▶ [Jobs]
• a. Quote word for word the stretch from "Performing the performing" through "has just ended." in the review of Dancer of the Year below.
• b. Continue the review of Dancer of the Year, given below, from the point at which it stops.

▶ [Given text]

[start]

Performing the performing other

American dancer and choreographer Trajal Harrel marks his first appearance at Brussels’s renowned Kunstenfestivaldesarts (KFDA) with a show which borders performing arts and visual art. Made up of two parts: Dancer of the Year and Dancer of the Year Shop—the former, a dance performance, the latter, an installation-performance—the show’s interdisciplinary nature resonates with the recent 2019 edition of Performatik, the Brussels biennale for ‘live art’, which has just ended.

The choice of venue is indicative of its interdisciplinary trajectory. Instead of taking place at a space particularly dedicated to performing arts such as the Kaaitheatre or KVS, it takes place at KANAL, the Brussels’ branch of Centre Pompidou, an initially collection-based visual art institution which has expanded its museological activity into a space ‘devoted to artistic creation in all its forms’ including performing and performance art.

Apart from reflecting on the disciplinary and institutional boundaries, the fact that Harrell’s work is timely framed to take place in the context of the Belgian Pride Brussels 2019, when LGBTQ rainbow flags are ubiquitously visible across Brussels, also highlights the show’s engagement with identity politics. I will use these frames to discuss the artist’s work at KFDA.

As I make my way to what I assume would be a black box in an enclosed space, as customarily the case for solo performances I have experienced at KFDA, I am struck by the fragility and porosity of Harrell’s ‘stage’. The performing space is completely exposed to the rest of the gigantic industrial hall of the retired -Citröen garage. The ‘podium’ is only a few-millimeter high and made of a thin layer of tatami mats topped with a thin rectangular red carpet. This is where the act of dancing, which principally informs Dancer of the Year, will then take place. Flanking this performing space are a shelve and a vitrine on the right and two other vitrines on the left; an isolated thin white partition at the back functions as the backdrop of this tenuous ‘stage’. These props mark the sketchy boundary of the performance space where the dance performance Dancer of the Year and the installation-performance Dancer of the Year Shop merge. The dance performance takes place first; then, after one hour of ‘intermission’, follows the installation-performance where the artist performs as a shop manager and the audience curious customers whom are asked which objects on the shelves and in the vitrines, they want to see.

[end]

▶ [Given entries]

[start]

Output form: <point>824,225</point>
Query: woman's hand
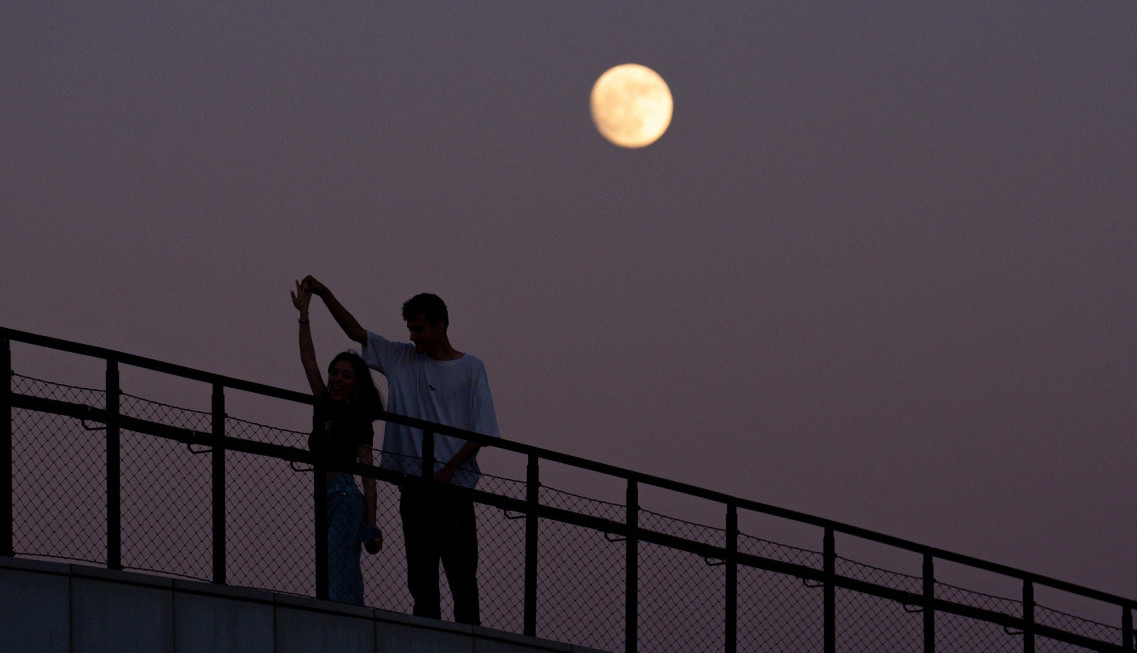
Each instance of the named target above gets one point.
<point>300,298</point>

[end]
[start]

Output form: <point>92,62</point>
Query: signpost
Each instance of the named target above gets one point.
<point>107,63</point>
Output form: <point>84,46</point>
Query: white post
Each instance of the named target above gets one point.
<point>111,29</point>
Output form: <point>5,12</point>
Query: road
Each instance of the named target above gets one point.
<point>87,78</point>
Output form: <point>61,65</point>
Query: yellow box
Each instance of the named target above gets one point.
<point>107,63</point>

[end]
[start]

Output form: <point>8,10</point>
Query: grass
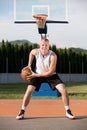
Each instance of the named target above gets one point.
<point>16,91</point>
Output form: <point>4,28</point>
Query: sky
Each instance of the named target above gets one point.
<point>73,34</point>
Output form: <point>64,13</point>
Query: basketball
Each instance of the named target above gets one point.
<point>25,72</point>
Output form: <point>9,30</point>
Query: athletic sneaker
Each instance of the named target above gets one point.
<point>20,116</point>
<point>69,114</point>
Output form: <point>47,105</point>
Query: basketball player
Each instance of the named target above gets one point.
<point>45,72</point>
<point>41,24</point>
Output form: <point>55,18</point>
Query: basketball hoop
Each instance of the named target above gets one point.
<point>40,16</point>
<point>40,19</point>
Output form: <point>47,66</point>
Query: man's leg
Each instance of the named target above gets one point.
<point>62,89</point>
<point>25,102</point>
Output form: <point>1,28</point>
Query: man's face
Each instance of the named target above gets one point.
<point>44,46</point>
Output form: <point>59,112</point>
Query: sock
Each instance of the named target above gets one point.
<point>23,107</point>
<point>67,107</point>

[end]

▶ [Answers given]
• a.
Performing the performing other

American dancer and choreographer Trajal Harrel marks his first appearance at Brussels’s renowned Kunstenfestivaldesarts (KFDA) with a show which borders performing arts and visual art. Made up of two parts: Dancer of the Year and Dancer of the Year Shop—the former, a dance performance, the latter, an installation-performance—the show’s interdisciplinary nature resonates with the recent 2019 edition of Performatik, the Brussels biennale for ‘live art’, which has just ended.

• b.
Harrell cleverly makes use of a recent personal circumstance where he was named, in 2018, ‘Dancer of the Year’ by Tanz magazine as an opportunity to reflect on his dance and (the making of) his being a dancer. Doing so, he turned a usually unquestioned space of spectacle into a critical art installation and astutely framed the dance we will then see unfolding on the ever-precarious ‘stage’ as an act of performativity.

Dancer of the Year

Unlike Twenty Looks or Paris is Burning at the Judson Church—which pits the New York voguing scene and runway culture at the Harlem Ballrooms against the institutionalized American minimalist postmodern dance form, the choreography of Dancer of the Year comes through, as aptly described by Sarah Jansen in her brilliant essay, as ‘a very dense fabric that is impossible to unravel in a linear narrative’. This highly entangled singularity which draws on an eclectic mix and ‘does not sit nicely in categories but produces something bordering historical fictions and cultural multiplicities’, however, for me, come through more as a choreography which invokes, rather than resist or denaturalize, the imaginaries pertaining to Orientalism. This includes the twirling of ‘his’, which in that performative moment has become ‘her’, arms up in the air which calls forth an association with something bordering the Japanese and Arab imaginaries; a particular angulation of the feet and knees whose line and bouncy, yet controlled, movement hypnotizes you and is highly reminiscent of the Indian or Cambodian dance vocabulary or even the African ‘lingering’ pose. In line with the butoh aesthetic trajectory against Western styles of ballet and modern dance and noh’s neutrality of expression, Harrell’s choreography is saturated with raw emotions through grimaces—soaked with either sweats or tears, or both—and ambiguous facial expressions alternating between delights and doubts, taking us from one embodiment of character to another. For me, these bodily and facial configurations all come together to produce the figure of the ‘other’—the spectacle of exoticism.

Uncannily echoing the same debate surrounding the political activity of LGBTQ parading in which the show is, intentionally or not, framed, Dancer of the Year similarly invites discussion about whether or not a choreography and dance performance which embodies what Jansen calls ‘other bodies, identities, and voices’ is an activity enhancing the visibility of those in the periphery or, rather, a spectacle of exoticism which reproduces and reconfirms itself as the ‘other’ and feeds on the white male heterosexual subjectivity whose discourse and gaze dictates how we think, communicate and see. This dilemmatic position faced by Dancer of the Year and practices in identity politics carries more weight when taking into account the controversy around the butoh pioneering member Kazuo Ohno’s ambiguous sexuality and his cross-dressing practice whose dance legacy rigorously inspires Harrell’s choreography in this work.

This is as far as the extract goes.